Батарея уехала. Взвод с орудием и вышедшим из строя автомобилем остался ждать приезда мастерской на колесах. Чтобы скоротать время, занялись поиском дикого кабана. Охота удалась. Ночью кабана разделали и вскоре жевали жареное мясо, ничуть не жалея о том, что остались без казенного ужина.
Довольствие довольствием, а сверх того в каждом расчете обычно имелись мясо, сало, мука и другие продукты. Вот и сейчас бойцы запаслись съестным впрок.
Когда мастерская прибыла и машина была отремонтирована, двинулись догонять своих. Однако, въехав в город Маргита, грузовик снова забарахлил. Пришлось заночевать. Но прежде было приказано проверить район, в котором остановились.
Бойцы пошли по квартирам, сараям — не нашли ничего подозрительного. Навстречу попался подвыпивший мадьяр. Улыбаясь, строя пьяные гримасы, он бормотал: «Бункер… Бункер!» Пошли за ним. Вскоре очутились в длинном и темном туннеле. «Осторожно, ребята. Будьте наготове!» — предупредил Нежурин.
С фонарем прошли метров сто и споткнулись о кучи соломы, какое-то барахло. Посветили дальше — увидели женщин, лежащих вповалку и прижимавших к себе детей. Никто из них не поднялся на свет фонаря, хотя и не спали. Из-под платков и одеял смотрели на солдат глаза, в которых метался страх.
Нежурин подошел поближе, осветил лицо одной из лежащих. Это оказалась совсем молоденькая девушка. Она дрожала от страха.

▶ [ВАША ЗАДАЧА]:
Чем, согласно фрагменту документа, занялись бойцы взвода, чтобы скоротать время в ожидании мастерской на колесах? Следующий материал взят из другого источника.

▶ [ФРАГМЕНТ ДАННЫХ]:
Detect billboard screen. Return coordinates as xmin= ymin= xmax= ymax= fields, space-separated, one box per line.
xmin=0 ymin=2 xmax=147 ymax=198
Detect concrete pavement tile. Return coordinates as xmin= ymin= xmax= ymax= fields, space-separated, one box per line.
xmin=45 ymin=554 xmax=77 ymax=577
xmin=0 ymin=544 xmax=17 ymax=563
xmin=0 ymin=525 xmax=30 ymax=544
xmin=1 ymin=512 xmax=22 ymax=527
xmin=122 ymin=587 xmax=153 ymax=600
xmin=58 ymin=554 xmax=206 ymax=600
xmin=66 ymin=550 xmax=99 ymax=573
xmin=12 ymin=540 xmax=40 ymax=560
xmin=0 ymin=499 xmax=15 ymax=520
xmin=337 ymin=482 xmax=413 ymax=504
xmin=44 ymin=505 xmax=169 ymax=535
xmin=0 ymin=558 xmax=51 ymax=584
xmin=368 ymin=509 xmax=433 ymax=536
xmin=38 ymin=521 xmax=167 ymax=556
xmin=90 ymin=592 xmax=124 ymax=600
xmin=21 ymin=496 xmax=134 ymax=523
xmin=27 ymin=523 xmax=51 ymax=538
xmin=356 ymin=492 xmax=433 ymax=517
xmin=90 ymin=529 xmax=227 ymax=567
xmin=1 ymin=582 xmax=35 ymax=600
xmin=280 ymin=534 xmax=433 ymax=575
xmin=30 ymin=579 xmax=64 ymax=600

▶ [ОТВЕТ НА ЗАДАНИЕ]:
Поиском дикого кабана.